- **PROVIDED RECORDS**

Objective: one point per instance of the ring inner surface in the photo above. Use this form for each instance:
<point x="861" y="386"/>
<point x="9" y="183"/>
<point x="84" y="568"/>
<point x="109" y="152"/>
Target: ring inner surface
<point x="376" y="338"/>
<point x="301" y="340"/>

- **SET TASK**
Rescale the items above by reproducing every line, requests included, with the x and y coordinates of each answer point multiplied by 0.75 and rounded to whole numbers (halves round up). Keep the requests and their sample points unchanged.

- **TASK RESPONSE**
Objective: one point per instance of the ring inner surface in the photo above. Use this form for each instance:
<point x="861" y="386"/>
<point x="9" y="183"/>
<point x="84" y="568"/>
<point x="109" y="152"/>
Target: ring inner surface
<point x="282" y="254"/>
<point x="226" y="255"/>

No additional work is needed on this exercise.